(PROBLEM): Below are records; count the lines among them that include the string "jeans", and state only the number.

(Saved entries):
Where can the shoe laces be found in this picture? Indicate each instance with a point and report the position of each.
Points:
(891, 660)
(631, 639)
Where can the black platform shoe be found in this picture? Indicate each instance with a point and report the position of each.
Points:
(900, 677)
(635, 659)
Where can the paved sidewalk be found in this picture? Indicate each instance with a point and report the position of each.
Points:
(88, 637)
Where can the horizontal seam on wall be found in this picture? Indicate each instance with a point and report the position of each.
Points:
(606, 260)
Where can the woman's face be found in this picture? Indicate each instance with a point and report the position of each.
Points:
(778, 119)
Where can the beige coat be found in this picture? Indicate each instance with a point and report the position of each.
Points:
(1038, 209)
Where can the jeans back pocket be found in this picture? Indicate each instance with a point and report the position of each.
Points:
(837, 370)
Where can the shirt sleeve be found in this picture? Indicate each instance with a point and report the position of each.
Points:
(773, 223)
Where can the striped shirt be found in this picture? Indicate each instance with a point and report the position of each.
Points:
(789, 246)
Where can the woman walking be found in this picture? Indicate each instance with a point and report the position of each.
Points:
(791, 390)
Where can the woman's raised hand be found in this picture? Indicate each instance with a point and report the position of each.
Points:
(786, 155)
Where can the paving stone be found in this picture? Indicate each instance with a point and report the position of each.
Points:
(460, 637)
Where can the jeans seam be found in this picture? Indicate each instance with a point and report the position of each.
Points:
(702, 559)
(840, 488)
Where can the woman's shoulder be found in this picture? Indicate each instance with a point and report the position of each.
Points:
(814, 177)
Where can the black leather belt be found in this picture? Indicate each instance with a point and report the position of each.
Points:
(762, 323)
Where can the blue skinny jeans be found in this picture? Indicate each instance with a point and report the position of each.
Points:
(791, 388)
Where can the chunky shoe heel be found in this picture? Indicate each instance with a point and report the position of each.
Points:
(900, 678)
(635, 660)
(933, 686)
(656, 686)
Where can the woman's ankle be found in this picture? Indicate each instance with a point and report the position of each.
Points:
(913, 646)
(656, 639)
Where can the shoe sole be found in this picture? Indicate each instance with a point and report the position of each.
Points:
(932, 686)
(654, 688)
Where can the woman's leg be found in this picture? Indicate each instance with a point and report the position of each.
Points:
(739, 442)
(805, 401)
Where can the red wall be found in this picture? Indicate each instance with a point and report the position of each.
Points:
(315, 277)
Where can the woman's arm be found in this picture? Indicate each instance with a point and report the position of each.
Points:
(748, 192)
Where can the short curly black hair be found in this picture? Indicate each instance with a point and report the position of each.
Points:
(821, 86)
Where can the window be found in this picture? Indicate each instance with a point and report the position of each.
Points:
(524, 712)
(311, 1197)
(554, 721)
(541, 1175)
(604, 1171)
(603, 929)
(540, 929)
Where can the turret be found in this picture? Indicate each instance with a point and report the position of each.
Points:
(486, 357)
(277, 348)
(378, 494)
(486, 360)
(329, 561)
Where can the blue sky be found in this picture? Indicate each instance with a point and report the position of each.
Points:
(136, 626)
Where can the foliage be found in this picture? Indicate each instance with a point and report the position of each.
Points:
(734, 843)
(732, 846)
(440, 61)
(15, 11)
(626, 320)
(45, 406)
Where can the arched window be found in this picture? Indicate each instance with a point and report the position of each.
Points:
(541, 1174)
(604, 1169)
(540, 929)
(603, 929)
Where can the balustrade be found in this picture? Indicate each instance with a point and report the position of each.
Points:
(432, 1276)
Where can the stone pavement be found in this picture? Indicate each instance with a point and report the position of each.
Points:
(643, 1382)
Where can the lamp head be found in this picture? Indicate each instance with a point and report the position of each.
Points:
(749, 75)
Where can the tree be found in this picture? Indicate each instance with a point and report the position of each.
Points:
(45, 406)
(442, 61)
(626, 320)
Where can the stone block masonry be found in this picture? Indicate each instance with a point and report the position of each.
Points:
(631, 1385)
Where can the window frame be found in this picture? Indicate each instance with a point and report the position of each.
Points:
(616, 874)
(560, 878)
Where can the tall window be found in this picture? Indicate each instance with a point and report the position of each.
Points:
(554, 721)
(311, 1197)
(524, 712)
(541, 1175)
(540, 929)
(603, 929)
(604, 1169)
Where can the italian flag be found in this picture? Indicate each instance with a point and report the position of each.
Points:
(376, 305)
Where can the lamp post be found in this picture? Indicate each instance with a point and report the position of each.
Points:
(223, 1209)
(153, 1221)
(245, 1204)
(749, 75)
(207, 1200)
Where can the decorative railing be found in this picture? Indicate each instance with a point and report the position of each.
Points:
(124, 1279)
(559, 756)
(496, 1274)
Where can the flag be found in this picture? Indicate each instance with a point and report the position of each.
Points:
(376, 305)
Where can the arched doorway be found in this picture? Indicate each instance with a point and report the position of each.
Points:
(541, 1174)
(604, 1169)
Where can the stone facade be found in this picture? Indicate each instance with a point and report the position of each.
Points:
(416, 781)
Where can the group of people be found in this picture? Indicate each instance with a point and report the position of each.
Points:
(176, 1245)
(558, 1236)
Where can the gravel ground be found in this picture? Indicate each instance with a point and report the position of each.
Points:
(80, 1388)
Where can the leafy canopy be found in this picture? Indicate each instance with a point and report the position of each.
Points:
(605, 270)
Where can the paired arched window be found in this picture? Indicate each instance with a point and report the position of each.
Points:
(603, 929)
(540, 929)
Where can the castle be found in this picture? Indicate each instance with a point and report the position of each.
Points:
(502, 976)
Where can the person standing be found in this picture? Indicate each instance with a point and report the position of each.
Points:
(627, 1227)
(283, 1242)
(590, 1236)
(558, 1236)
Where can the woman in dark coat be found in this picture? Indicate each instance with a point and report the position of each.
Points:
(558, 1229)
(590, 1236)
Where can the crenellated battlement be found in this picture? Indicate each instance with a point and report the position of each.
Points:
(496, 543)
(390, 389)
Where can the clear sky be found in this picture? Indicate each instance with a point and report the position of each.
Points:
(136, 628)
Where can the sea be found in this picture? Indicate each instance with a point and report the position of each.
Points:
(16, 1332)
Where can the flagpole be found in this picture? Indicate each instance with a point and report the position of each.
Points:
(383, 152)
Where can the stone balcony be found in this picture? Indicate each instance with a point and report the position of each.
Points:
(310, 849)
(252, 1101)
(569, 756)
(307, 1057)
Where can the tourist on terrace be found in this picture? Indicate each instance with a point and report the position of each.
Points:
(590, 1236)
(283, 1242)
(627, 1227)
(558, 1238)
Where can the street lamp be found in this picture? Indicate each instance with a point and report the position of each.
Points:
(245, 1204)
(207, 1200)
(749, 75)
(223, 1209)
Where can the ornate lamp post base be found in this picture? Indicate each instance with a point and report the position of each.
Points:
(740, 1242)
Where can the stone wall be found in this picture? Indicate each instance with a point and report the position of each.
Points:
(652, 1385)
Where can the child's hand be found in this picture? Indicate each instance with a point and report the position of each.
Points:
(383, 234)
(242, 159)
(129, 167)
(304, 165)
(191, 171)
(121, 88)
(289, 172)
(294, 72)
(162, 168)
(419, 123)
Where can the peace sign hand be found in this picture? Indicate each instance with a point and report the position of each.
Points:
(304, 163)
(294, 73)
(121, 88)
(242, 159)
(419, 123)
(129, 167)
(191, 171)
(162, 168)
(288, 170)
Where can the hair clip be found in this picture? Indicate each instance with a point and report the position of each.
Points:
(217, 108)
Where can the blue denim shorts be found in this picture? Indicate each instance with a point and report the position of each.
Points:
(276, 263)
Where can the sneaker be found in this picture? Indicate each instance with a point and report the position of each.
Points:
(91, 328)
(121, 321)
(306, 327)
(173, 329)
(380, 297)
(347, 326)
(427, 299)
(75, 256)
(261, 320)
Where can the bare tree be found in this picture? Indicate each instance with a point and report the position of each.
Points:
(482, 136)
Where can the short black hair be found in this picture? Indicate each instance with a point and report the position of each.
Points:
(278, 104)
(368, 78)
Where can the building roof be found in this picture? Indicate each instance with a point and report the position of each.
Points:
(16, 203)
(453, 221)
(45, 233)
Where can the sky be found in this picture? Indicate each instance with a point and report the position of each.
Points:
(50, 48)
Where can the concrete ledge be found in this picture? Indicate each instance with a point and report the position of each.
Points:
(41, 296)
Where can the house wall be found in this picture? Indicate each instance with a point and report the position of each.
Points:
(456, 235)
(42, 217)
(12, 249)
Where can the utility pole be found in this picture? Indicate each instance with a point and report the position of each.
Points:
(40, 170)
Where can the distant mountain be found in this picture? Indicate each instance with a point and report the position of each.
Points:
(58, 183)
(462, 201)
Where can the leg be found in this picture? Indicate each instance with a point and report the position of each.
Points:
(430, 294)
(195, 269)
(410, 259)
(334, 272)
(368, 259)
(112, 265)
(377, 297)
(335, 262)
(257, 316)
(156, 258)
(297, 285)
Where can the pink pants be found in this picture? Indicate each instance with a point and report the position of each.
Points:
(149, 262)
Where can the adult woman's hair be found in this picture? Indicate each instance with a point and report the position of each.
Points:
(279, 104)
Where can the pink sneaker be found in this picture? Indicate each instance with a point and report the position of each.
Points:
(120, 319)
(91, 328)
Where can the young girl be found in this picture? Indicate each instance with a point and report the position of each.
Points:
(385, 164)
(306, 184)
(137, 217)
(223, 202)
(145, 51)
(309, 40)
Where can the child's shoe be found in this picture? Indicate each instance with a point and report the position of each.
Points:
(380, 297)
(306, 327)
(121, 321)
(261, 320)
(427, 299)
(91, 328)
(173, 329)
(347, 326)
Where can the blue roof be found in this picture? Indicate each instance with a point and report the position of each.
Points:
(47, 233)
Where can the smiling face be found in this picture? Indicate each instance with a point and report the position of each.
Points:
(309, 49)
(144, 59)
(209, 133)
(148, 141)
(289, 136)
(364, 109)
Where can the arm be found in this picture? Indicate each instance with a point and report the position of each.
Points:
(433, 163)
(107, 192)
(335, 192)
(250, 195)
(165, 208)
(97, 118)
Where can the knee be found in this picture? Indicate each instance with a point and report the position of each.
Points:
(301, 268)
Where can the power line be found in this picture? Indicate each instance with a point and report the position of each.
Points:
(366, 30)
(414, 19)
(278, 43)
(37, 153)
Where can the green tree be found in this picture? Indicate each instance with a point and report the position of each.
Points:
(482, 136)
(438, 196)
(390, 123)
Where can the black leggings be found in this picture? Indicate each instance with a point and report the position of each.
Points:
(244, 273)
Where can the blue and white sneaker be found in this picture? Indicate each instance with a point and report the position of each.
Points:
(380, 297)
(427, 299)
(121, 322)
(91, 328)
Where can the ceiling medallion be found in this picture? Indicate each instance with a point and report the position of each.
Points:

(PROBLEM SOLUTION): 3